* DIRECTIONS FOR THIS TASK
Change each "broadcast still" in the lines below to "video frame", keep everything else the same, and leave the pictures out of your answer.

* DATA TO PROCESS
──────

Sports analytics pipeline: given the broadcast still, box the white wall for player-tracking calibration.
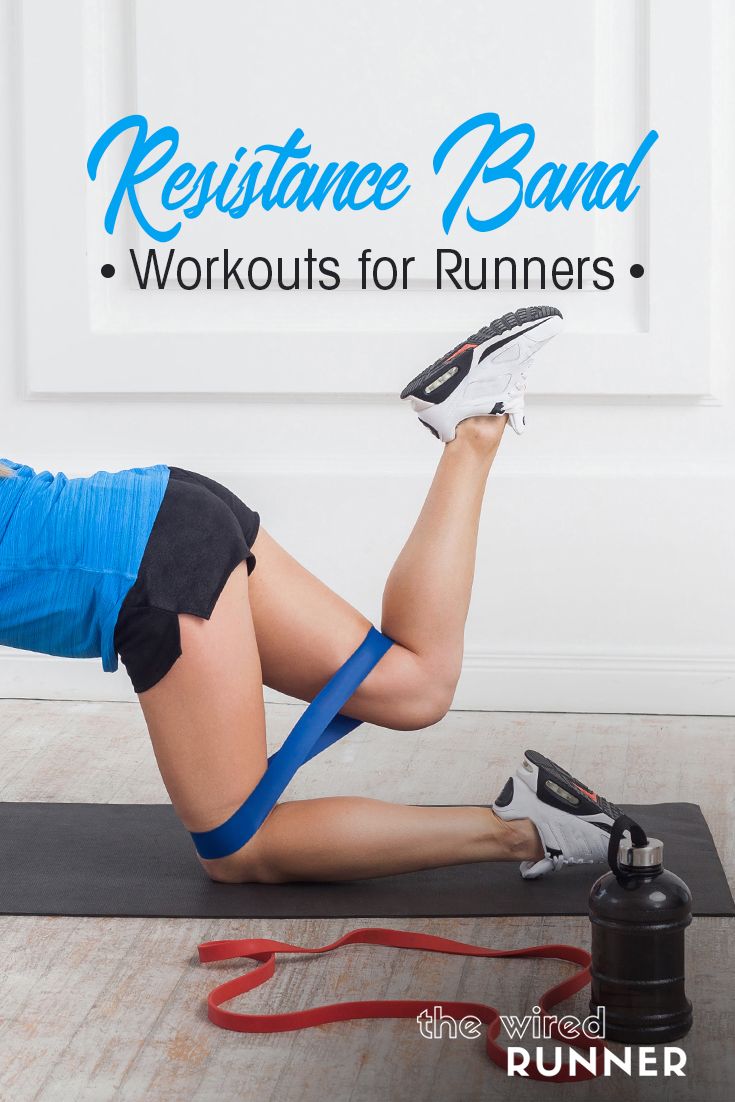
[0,0,735,714]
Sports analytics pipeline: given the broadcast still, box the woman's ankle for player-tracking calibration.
[447,415,508,455]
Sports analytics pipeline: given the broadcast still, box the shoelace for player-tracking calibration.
[198,928,605,1083]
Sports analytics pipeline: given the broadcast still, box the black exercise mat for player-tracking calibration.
[0,803,735,918]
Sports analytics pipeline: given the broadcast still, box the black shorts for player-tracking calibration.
[115,467,260,693]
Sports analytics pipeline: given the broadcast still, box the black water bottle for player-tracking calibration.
[590,815,692,1045]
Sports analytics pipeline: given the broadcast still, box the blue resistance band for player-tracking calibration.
[192,627,392,861]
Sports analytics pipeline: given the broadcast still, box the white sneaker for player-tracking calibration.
[401,306,562,442]
[493,750,624,879]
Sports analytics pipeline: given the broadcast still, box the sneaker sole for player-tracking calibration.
[526,750,624,819]
[401,306,562,398]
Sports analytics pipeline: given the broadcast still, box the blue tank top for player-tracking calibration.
[0,460,169,672]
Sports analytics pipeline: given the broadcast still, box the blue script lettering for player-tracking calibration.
[87,115,410,241]
[433,111,658,234]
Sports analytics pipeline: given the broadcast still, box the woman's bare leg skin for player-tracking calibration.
[140,419,541,882]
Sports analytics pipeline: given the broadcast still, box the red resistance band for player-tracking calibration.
[199,928,605,1083]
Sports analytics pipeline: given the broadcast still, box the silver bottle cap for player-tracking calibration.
[617,834,663,868]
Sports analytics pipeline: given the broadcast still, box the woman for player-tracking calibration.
[0,306,619,883]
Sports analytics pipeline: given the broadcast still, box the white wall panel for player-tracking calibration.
[0,0,735,713]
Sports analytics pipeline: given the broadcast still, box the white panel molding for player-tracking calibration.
[15,0,716,402]
[0,650,735,715]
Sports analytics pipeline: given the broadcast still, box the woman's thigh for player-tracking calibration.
[249,527,441,730]
[139,563,267,831]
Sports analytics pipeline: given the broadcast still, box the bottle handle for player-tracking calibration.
[607,815,648,880]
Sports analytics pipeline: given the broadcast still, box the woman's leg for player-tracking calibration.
[250,417,506,730]
[140,425,541,882]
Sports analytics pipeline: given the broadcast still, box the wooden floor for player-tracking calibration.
[0,701,735,1102]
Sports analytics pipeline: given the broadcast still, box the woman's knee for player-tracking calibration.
[376,652,457,731]
[197,819,284,884]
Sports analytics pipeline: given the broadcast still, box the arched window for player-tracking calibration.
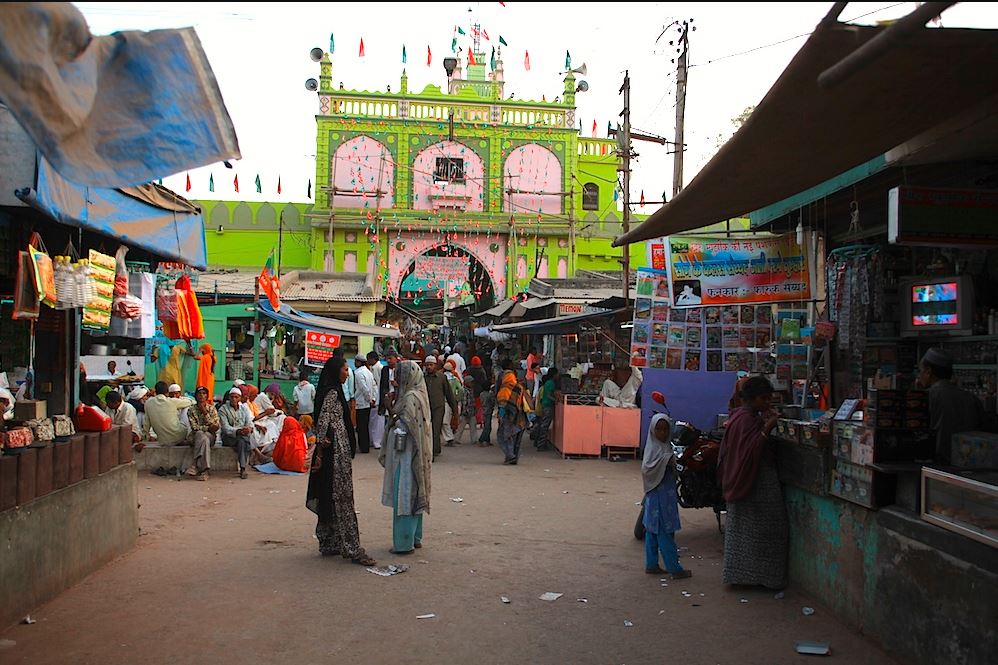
[582,182,599,210]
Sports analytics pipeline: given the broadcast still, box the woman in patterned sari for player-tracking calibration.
[305,356,376,566]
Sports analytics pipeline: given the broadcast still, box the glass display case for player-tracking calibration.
[922,467,998,547]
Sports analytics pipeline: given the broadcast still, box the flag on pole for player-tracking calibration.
[257,250,281,312]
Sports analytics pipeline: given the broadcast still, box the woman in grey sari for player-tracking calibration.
[378,360,433,554]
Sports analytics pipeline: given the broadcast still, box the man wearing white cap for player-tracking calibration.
[142,381,194,446]
[918,347,982,464]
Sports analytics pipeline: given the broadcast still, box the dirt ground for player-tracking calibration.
[0,436,895,665]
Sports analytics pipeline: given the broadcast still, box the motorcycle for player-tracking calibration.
[634,390,726,540]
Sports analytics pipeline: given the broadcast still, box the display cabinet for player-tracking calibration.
[922,467,998,547]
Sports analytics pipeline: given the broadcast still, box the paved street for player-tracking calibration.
[0,445,894,665]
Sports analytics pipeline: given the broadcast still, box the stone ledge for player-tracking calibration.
[134,443,239,472]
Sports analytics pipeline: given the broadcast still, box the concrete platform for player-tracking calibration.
[134,443,239,472]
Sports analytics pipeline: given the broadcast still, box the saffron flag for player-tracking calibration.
[257,250,281,312]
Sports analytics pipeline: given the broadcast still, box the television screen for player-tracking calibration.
[911,282,960,326]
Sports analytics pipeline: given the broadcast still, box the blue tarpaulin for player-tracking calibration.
[17,157,208,269]
[257,300,402,339]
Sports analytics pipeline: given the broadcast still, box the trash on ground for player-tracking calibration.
[794,642,832,656]
[367,563,409,577]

──────

* REPLY TO THE EXERCISE
Sports analytics pipeline: given the video frame, box the white wall for player-tracking calibration.
[0,0,735,714]
Sports analytics pipeline: given the video frame, box the woman's ankle for player-tracking calibration.
[447,415,508,455]
Sports analytics pipeline: given the video frame, box the shoelace for player-tracking calibration.
[198,928,605,1083]
Sports analytics pipeline: given the video frame, box the black exercise mat for player-tracking calibration.
[0,803,735,918]
Sports analytics pipeline: given the video frame, box the black shorts for player-tracking calibration.
[115,467,260,693]
Sports analytics pipeline: given the video frame, box the black water bottle for player-tracking calibration.
[590,815,692,1045]
Sports analytics pipeline: given the video frame, box the blue resistance band for player-tracking calibration.
[192,627,392,861]
Sports analytics pipeline: given the video frame, box the white sneaker for player-tracking calibration.
[401,306,562,442]
[493,750,624,879]
Sports analytics pipeline: given the video frame, box the sneaker sole for player-tracking calibration.
[526,750,624,819]
[401,306,562,398]
Sports analytics pipeline: given the video frame, box the blue tank top for player-tracking calibration.
[0,460,169,672]
Sports analytics pipeline: given the video frame, box the blue script lettering for player-tracking calibration.
[87,115,410,241]
[433,111,658,234]
Sports analytics pipeline: given the video frame, box the woman's bare leg skin for player-tracking calibration.
[140,419,541,882]
Sports analytics pipeline: given the video frame, box the red resistance band for player-tracking calibration.
[199,928,605,1083]
Sports analytics pipeline: given the video frame, box the silver bottle cap for player-tracking calibration.
[617,834,663,868]
Sports analytics pipeline: given the video frame, box the woman for player-tracking calibration.
[0,306,619,883]
Sports analytics pipeline: given the video frame, box the white wall panel for player-tracking calibration.
[0,0,735,713]
Sports analytics pipeline: given the video frame, box the white panel molding for player-tracking calibration.
[15,0,716,402]
[0,650,735,715]
Sports analytics pipeline: given the video frame, box the woman's thigh for player-tracking calibration.
[249,527,441,730]
[139,563,267,831]
Sports analytics pipeline: given the video frame, box the bottle handle for player-tracking calibration.
[607,815,648,880]
Sports analytics pipeline: given the video frame, box the woman's leg for player-tracking calibration.
[250,417,506,730]
[140,425,541,882]
Sports analytics pipeline: given the video frame, box the wooden floor for player-tracking calibration.
[0,701,735,1102]
Sports analytics pipeline: given the video frame, box the woman's knee for player-tracking calibration.
[376,652,457,731]
[197,819,284,884]
Sports analytics pipeline: given the video frame, box the arched window for player-tracking calibration.
[582,182,599,210]
Sports analytics pipeline: given the video frame, box the woman in patterned sari for player-tracking calibration.
[305,356,376,566]
Sports analytics pipeline: given the video frame, box the glass display case for player-tracking calibration.
[922,467,998,547]
Sports analytics pipeline: given the video frame, box the flag on pole for player-tracking calibration.
[257,250,281,312]
Sports analytics pipeline: given the video frame, box the woman in grey sari for player-tracking calibration.
[378,360,433,554]
Sports analytics pipeline: given the video frame, box the man wearing white cap for player-tracking calibration.
[142,381,194,446]
[918,347,982,464]
Sports analytics pipeline: given the video frame, box the dirt ground for player-tracking calibration.
[0,436,895,665]
Sports analytics pipeline: given the video frame, box the motorcycle for player-tracking calibration.
[634,390,726,540]
Sports analytics pipeline: given the video frame, box the display cabinet for player-tracking calibration.
[922,467,998,547]
Sports analytics pipeline: given the video frame, box the paved street for player-tracking calibration.
[0,445,894,665]
Sports analytics pipeline: given the video frame, box the stone ledge for player-tracking calibration.
[134,443,239,472]
Sports analytics pipeline: given the video frame, box the concrete platform for player-tracking calibration.
[134,443,239,472]
Sports analytics pipeline: given the video frame, box the saffron flag for player-tracking calibration.
[257,250,281,312]
Sports analytics pipeline: given the video frame, box the television screen for player-tracking calibration.
[911,282,960,326]
Sports analytics pipeline: given the video frame, box the blue tarpaulin for player-tracking calibration.
[17,157,208,269]
[257,300,402,339]
Sports analytics pipeline: given the video frame, box the trash on ground for player-tracking calibration.
[794,642,832,656]
[367,563,409,577]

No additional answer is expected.